# Given text:
=-=-=-=-=
Now comes the point where, if we were at a table and someone says “so what is this site of yours about, Denis?” and I say “oh, just about making a better world”, people start pushing their chairs back surreptitiously, fearing that insanity has become contagious. (One never knows, in this changing world.)

The case this site makes is that if you have a truly right political structure, you can forget all your worries about people. It doesn’t matter how educated they are, what gods they believe in, how much conflict is in their history; nothing. And the structure that is truly right is a structure that takes leaders out of the driving seat, for voters, people, you and me, to get in.

You know how all your life you have been hearing (and probably saying) “the ordinary black/ white/ Muslim / Catholic/ Someone is fine, but the fanatics/ priests/ ideologues/ mullahs/ someones will never let the ordinary people come into their own.” Well, what you have here is a structure that puts the ordinary people actually genuinely in charge. It puts them/us cast-iron solidly in charge. It puts us so firmly in charge that – breathe deep, clutch your credulity – from the moment that a society installs D2, Democracy Version Two, it is impossible for coups, civil wars, revolutions, major riots and most brands of corruption, to exist.
=-=-=-=-=
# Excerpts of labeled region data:
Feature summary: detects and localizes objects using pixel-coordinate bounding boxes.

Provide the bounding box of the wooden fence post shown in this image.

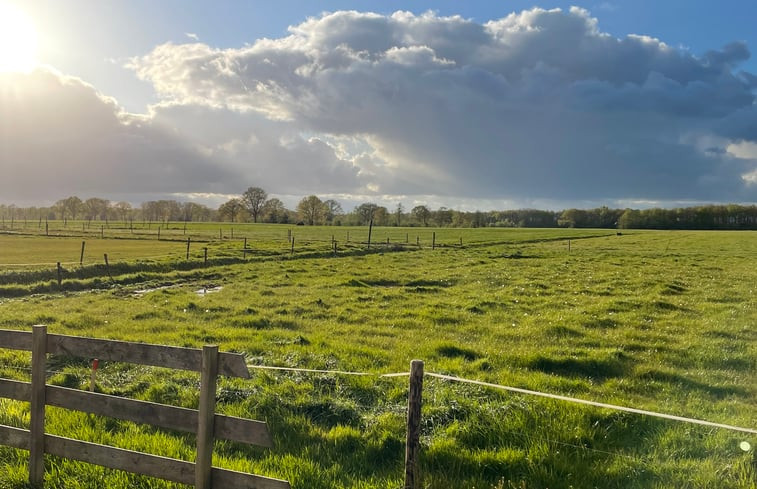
[103,253,113,282]
[368,219,373,250]
[29,325,47,486]
[404,360,423,489]
[195,345,218,489]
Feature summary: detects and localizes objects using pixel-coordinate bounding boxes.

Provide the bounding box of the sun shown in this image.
[0,0,37,72]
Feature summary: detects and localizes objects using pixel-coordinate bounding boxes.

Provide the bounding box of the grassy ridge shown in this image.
[0,226,757,488]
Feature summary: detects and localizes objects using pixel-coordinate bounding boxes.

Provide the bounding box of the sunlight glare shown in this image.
[0,0,37,72]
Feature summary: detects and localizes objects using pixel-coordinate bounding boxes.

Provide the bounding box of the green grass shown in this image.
[0,224,757,489]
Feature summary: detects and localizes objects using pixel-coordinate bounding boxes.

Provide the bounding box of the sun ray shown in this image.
[0,0,37,72]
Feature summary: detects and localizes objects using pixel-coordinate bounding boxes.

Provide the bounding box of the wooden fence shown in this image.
[0,326,290,489]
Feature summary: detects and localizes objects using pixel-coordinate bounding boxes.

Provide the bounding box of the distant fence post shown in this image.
[404,360,423,489]
[29,326,47,486]
[195,345,218,489]
[103,253,113,282]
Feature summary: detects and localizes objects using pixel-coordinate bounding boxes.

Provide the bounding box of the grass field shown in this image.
[0,227,757,489]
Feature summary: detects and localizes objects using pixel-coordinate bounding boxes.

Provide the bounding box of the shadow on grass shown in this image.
[525,353,631,380]
[637,369,749,399]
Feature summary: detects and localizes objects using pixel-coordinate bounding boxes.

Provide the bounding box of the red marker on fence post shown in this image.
[89,358,100,392]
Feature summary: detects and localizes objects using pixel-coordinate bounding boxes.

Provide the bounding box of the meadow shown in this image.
[0,222,757,489]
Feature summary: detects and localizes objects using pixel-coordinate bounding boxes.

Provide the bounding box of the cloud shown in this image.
[131,7,757,201]
[5,8,757,207]
[0,69,235,203]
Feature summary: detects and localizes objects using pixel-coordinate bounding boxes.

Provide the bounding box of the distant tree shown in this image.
[410,205,431,226]
[181,202,213,222]
[113,200,132,222]
[355,202,379,224]
[297,195,325,226]
[242,187,268,222]
[373,205,392,226]
[55,195,82,220]
[84,197,110,221]
[218,199,244,222]
[323,199,344,224]
[261,197,289,223]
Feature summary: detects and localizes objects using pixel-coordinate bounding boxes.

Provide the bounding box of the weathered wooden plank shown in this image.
[0,329,32,351]
[0,379,32,402]
[29,326,47,485]
[45,432,290,489]
[195,345,218,489]
[45,435,195,487]
[46,382,273,448]
[0,425,31,450]
[212,467,291,489]
[47,334,250,379]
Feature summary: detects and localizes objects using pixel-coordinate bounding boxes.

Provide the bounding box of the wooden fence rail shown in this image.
[0,326,290,489]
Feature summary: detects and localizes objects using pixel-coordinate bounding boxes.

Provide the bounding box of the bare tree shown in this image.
[297,195,325,226]
[323,199,344,223]
[218,199,244,222]
[242,187,268,222]
[410,205,431,226]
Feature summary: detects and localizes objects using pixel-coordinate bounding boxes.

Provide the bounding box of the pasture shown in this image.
[0,227,757,489]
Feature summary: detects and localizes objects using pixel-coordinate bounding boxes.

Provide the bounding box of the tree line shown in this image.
[0,187,757,229]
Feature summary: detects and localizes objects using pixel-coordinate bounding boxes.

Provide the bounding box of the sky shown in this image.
[0,0,757,210]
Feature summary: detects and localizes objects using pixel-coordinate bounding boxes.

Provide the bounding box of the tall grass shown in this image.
[0,227,757,489]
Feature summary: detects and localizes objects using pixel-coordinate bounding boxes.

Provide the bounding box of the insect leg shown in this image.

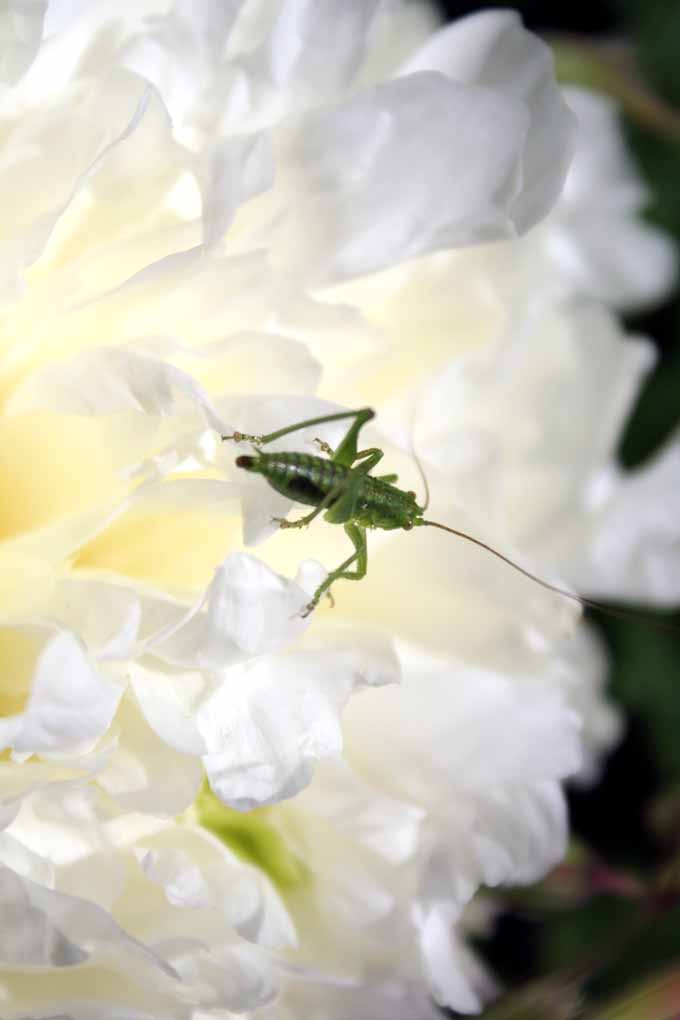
[333,407,379,467]
[302,523,368,616]
[222,407,375,449]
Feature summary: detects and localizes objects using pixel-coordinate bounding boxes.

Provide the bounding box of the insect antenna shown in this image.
[409,409,430,513]
[422,520,680,633]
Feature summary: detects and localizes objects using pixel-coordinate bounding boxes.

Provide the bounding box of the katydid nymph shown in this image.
[222,407,675,629]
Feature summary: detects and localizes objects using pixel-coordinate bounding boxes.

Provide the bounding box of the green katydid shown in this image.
[222,407,675,629]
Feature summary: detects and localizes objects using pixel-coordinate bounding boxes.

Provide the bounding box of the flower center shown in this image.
[194,781,310,893]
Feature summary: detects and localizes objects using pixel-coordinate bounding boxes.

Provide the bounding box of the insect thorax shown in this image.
[250,453,349,507]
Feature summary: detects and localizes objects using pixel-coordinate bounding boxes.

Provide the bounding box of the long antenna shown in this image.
[422,520,680,633]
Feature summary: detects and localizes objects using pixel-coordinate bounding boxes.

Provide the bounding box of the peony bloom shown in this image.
[0,0,678,1020]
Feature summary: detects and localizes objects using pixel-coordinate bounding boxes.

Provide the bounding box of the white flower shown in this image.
[0,786,295,1020]
[0,0,677,1020]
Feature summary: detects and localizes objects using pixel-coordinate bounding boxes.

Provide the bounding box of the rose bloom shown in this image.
[0,0,680,1020]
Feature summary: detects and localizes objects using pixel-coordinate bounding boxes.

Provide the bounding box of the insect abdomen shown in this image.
[237,453,348,507]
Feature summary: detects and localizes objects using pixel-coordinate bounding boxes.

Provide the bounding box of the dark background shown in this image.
[438,0,680,1020]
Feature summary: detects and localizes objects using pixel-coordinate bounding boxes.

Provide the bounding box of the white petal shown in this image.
[274,71,529,285]
[575,439,680,608]
[9,347,229,434]
[98,697,203,817]
[154,553,316,670]
[0,628,121,753]
[267,0,378,94]
[402,10,575,234]
[0,0,47,85]
[199,648,395,811]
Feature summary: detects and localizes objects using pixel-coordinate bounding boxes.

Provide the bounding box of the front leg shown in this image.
[302,524,368,618]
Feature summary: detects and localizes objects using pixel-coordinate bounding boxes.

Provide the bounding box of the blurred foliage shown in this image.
[441,0,680,1020]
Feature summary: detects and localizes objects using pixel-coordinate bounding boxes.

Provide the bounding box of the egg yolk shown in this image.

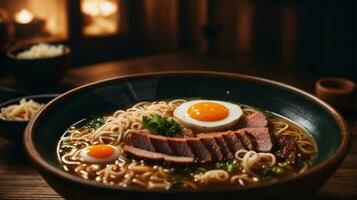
[87,145,115,158]
[187,102,228,122]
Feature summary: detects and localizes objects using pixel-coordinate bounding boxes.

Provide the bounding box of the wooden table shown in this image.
[0,54,357,200]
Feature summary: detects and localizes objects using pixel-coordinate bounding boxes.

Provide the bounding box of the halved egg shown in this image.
[79,144,120,164]
[174,100,243,132]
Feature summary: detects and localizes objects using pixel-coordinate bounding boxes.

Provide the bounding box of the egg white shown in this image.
[79,145,120,164]
[174,100,243,132]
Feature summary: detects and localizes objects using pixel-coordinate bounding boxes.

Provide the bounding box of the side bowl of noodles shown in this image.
[0,94,58,144]
[24,71,350,199]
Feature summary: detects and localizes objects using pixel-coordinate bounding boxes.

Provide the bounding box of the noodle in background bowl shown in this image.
[7,44,70,88]
[24,71,350,199]
[0,94,58,144]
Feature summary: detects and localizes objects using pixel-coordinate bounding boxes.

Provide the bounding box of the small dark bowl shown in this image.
[7,44,70,88]
[0,94,58,144]
[24,71,350,199]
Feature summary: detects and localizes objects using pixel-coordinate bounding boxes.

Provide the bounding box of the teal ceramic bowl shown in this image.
[24,71,350,199]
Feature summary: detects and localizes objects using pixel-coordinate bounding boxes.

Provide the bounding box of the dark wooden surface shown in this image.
[0,54,357,200]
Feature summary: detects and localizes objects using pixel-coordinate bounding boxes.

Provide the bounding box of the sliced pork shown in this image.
[131,112,273,162]
[223,131,245,153]
[214,134,234,160]
[243,128,273,152]
[148,135,173,155]
[187,138,212,162]
[236,131,257,151]
[199,135,224,161]
[130,131,156,151]
[123,145,194,164]
[168,138,195,158]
=-=-=-=-=
# Tasks to complete:
• 1. In the passage on political structure, what does D2 stand for?
• 2. Render this sentence from the passage on political structure in Spanish: "It doesn’t matter how educated they are, what gods they believe in, how much conflict is in their history; nothing."

# Solutions:
• 1. Democracy Version Two

• 2. No importa cuán educados sean, en qué dioses crean, cuánto conflicto haya en su historia; nada.